Written problem: Turn the material from the line containing "of the sunglasses" through the line containing "of the lawn", both included, into a numbered list without blank lines. Leave out the pictures.

Task data:
^^^^
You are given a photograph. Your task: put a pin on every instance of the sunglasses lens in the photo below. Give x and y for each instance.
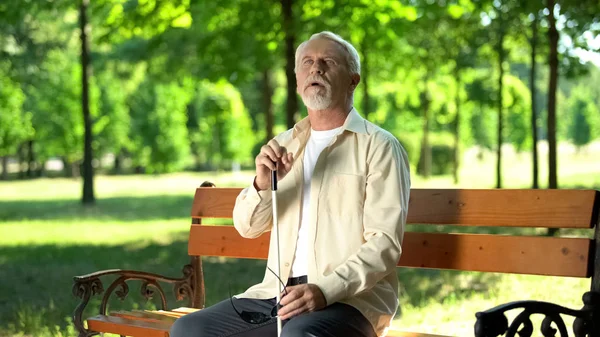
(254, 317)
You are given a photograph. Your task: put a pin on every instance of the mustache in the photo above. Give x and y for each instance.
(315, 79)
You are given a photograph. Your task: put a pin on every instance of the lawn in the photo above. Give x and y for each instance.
^^^^
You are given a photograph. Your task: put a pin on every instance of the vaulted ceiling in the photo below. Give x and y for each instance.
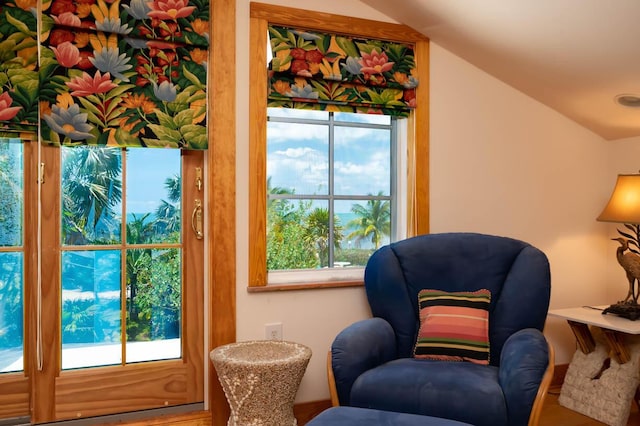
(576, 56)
^^^^
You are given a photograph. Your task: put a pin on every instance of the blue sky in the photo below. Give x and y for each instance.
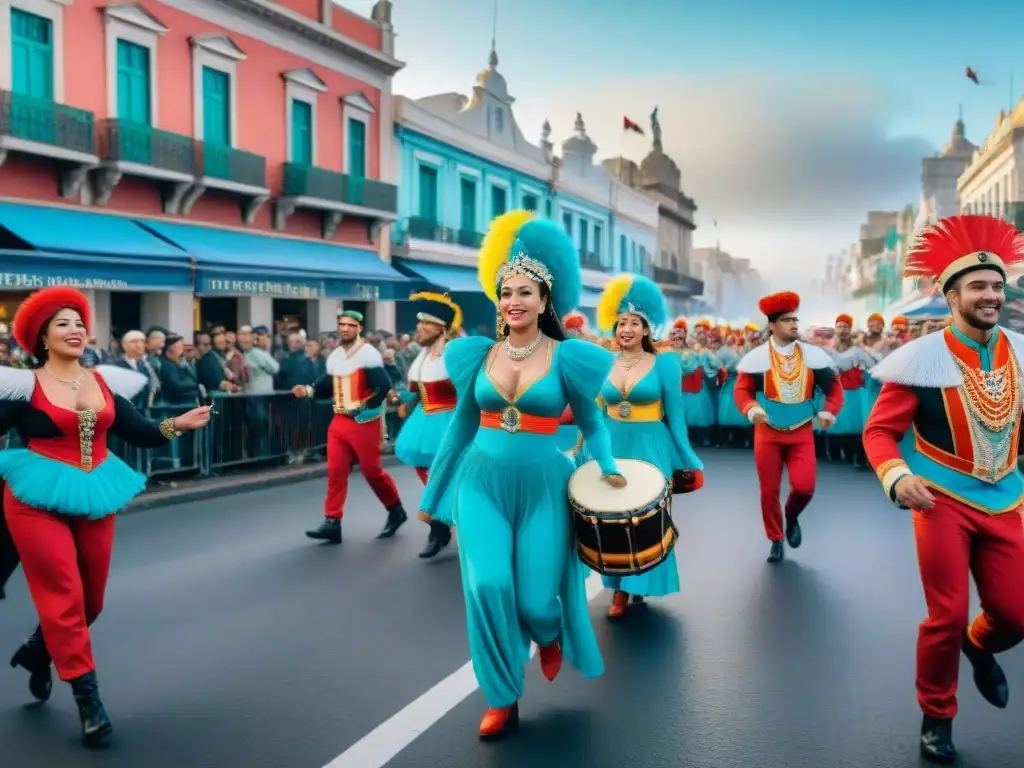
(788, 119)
^^^^
Worked answer:
1. You are given a photograph. Your task: put a pin on every instance of the sunglasses lens in the photo below. Give x and y for each instance.
2. (254, 317)
3. You are given a photograph. Your task: put a pin on every instance of the mustache in the photo above. Give x and y for each instance.
4. (315, 79)
5. You are given a photograph. Your task: put a pin on every instance of the lawn in the photo above. Give x and y for each instance.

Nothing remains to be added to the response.